Write out every record in full, exactly as written, please.

> _Given entries_

+ + +

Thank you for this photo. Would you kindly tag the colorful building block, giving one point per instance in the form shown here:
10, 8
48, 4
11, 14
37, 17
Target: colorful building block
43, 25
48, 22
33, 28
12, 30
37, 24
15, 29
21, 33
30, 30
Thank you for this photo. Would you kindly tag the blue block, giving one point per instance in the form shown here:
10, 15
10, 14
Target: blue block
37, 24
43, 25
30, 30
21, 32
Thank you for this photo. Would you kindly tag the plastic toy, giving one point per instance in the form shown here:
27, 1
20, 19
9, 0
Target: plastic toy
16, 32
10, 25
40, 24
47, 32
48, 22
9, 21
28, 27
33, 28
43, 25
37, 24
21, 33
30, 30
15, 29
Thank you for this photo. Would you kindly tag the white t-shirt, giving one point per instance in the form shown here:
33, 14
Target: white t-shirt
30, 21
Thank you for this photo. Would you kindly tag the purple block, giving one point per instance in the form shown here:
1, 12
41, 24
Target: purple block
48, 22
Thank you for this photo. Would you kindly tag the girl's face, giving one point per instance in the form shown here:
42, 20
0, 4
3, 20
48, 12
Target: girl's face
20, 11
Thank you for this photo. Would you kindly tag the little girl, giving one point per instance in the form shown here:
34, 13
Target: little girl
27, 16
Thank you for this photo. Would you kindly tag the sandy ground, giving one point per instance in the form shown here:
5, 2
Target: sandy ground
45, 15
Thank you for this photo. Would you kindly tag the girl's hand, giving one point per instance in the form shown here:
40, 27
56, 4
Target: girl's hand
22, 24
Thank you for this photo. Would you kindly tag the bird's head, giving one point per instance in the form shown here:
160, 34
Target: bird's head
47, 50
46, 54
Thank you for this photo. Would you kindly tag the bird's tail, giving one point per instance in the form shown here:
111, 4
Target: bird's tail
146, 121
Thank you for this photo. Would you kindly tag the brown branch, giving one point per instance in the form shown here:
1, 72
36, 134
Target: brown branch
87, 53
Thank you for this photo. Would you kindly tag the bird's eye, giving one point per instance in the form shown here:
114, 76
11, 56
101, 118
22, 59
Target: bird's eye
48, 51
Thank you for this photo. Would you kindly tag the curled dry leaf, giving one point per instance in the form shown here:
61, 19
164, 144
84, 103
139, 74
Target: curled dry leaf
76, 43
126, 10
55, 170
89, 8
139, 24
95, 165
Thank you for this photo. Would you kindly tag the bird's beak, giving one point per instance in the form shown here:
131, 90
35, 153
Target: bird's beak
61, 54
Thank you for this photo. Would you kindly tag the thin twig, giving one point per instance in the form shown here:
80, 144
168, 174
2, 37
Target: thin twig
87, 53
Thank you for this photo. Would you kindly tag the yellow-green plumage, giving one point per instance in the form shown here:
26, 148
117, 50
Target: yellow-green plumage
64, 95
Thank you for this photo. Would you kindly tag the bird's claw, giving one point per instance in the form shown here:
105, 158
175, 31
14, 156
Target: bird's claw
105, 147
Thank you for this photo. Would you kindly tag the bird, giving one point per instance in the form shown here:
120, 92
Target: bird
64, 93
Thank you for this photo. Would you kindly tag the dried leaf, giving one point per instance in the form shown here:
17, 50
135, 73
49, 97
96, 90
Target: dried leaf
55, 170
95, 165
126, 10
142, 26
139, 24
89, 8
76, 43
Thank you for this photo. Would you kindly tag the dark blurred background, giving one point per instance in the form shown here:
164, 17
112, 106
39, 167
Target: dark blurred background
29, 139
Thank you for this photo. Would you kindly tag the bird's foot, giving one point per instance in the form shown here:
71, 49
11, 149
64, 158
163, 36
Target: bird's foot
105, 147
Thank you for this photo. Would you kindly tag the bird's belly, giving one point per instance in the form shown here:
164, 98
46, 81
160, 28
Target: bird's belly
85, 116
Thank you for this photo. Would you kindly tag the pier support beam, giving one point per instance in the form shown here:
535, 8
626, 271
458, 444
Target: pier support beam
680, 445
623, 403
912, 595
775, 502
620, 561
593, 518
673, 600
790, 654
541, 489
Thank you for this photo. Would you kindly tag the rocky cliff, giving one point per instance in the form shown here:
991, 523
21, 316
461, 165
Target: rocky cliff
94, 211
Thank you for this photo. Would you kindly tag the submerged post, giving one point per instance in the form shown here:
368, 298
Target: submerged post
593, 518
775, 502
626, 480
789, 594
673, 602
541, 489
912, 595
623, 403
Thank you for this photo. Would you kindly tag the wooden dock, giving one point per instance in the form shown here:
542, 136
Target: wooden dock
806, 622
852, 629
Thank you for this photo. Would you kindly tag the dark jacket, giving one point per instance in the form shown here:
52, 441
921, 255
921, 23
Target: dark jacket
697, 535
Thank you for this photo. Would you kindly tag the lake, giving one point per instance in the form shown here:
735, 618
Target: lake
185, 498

+ + +

> _Written response_
Thank you for this photo. Would you kindly tag the colorful building block, giving one point per instance in the form shown here:
10, 8
48, 4
11, 14
37, 17
Target: colorful building block
43, 25
48, 22
33, 28
12, 30
37, 24
15, 29
21, 33
30, 30
Thank you for this photo. Would you kindly tag the blue block, giving one point per instance in the form shown here:
10, 15
10, 14
Target: blue block
37, 24
43, 25
30, 30
21, 32
Thank you for this photo. Would you kindly tag the plastic toy, giving one point per instance in the form shown here:
27, 1
20, 19
9, 0
Target: plastic toy
16, 32
10, 25
40, 24
47, 32
48, 22
9, 21
28, 27
33, 28
43, 25
37, 24
21, 33
30, 30
15, 29
Thank you for this photo. Would you kindly tag the white t-shirt, giving one point per instance in the form shown here:
33, 14
Target: white t-shirt
30, 21
Thank you for this photo. Would you kindly tag the purple block, giving one point per instance in the form shown here:
1, 12
41, 24
Target: purple block
48, 22
Thank you for this photo. Would you kindly tag the girl's face, giving one point per instance in the form shown here:
42, 20
0, 4
3, 20
48, 12
Target: girl's face
20, 11
Thank you for this photo. Would you kindly tag the little girl, giving one point per instance in the form shown here:
34, 13
Target: little girl
27, 16
Thank you for this photo. Would you kindly tag the sandy ground, giving one point per instance in the form shown here:
5, 2
Target: sandy ground
45, 15
Thank you for this photo. Would you kindly tag the girl's hand, giving one point per instance in the form shown here:
40, 27
56, 4
Target: girl's hand
22, 24
Thank you for this photo. Would you kindly tag the bird's head, giving one point per instance in the form shown here:
160, 34
Target: bird's head
47, 50
46, 54
Thank you for this photo. Would you kindly tag the bird's tail, giving one point per instance in the form shown here:
111, 4
Target: bird's tail
146, 121
Thank you for this photo. Would you kindly tag the brown branch, giving one point per instance in the form shown here:
1, 72
36, 134
Target: brown branch
87, 53
Thank you for this photo. Would you kindly tag the bird's eye, giving one point per instance in the form shown here:
114, 76
11, 56
101, 118
22, 59
Target: bird's eye
48, 51
Thank you for this photo. Would you kindly tag the curled dry leaf, giving one point per instance in the form shown here:
61, 19
164, 144
84, 103
139, 74
Target: curled dry leaf
76, 43
126, 10
55, 170
89, 8
139, 24
95, 165
Thank you for this photo. Would you kindly tag the bird's beak, giving one point per instance in the form shown here:
131, 90
35, 153
Target: bird's beak
61, 54
Thank you for this photo. Would you kindly tag the thin twig, giving one point per instance in the form shown here:
80, 144
168, 174
2, 37
Target: thin twig
87, 53
Thank you for this photo. Would you kindly tag the yellow-green plumage, giving one point per instance in the form shown here:
26, 148
117, 50
Target: yellow-green plumage
64, 95
Thank you for this photo. Would you kindly tag the bird's claw, giving one point per instance in the form shown here:
105, 158
175, 31
14, 156
Target: bird's claw
105, 147
Thank you for this photo. Would you kindly tag the bird, giving one point per instance in the form shown here:
120, 92
Target: bird
64, 93
Thank you for this photo. Would you kindly tag the dried leaf, giving one point per instance in the form shown here:
17, 50
135, 73
49, 97
96, 90
Target: dried leaf
55, 170
95, 165
126, 10
142, 26
139, 24
89, 8
76, 43
Thank you for this photo. Would you kindly tag the dark blurred background, giving one point per instance in the form shown here:
164, 17
112, 106
39, 167
Target: dark blurred background
29, 139
Thank you for this photo. Would you kindly tag the bird's foot, giving one point per instance in the form shown here:
71, 49
11, 149
64, 158
163, 36
Target: bird's foot
105, 147
Thank you for this photo. Would you kindly tag the bird's belly, giving one point per instance in the form shown here:
164, 98
46, 81
160, 28
Target: bird's belly
85, 116
Thank you for this photo. Would you kindly tag the pier support beam, giving one point per instance in the form shown here:
535, 8
626, 271
458, 444
Target: pier support beam
680, 445
623, 403
912, 595
775, 502
620, 561
593, 518
673, 600
790, 654
541, 489
Thank you for this photo. Would you kindly tag the rocky cliff, giving one point per instance in the form shown here:
991, 523
21, 316
461, 165
Target: rocky cliff
94, 211
Thank you for this photo. Would you kindly tag the submerged post, giving one point per instance in the form shown here:
368, 298
Target: submerged post
593, 518
775, 502
626, 480
789, 594
673, 602
541, 489
912, 595
623, 403
Thank you for this photo. Would you kindly tag the wooden dock, giving one point per instance in the form shown here:
542, 136
Target: wooden dock
806, 622
852, 629
Thank you for this photo. Would you kindly tag the dark jacket, giving one point per instance in the form shown here:
52, 441
921, 255
921, 23
Target: dark jacket
697, 535
Thank you for this photo. Would you kindly tag the lake, giving one point per instance in the form shown here:
735, 618
Target: lake
185, 498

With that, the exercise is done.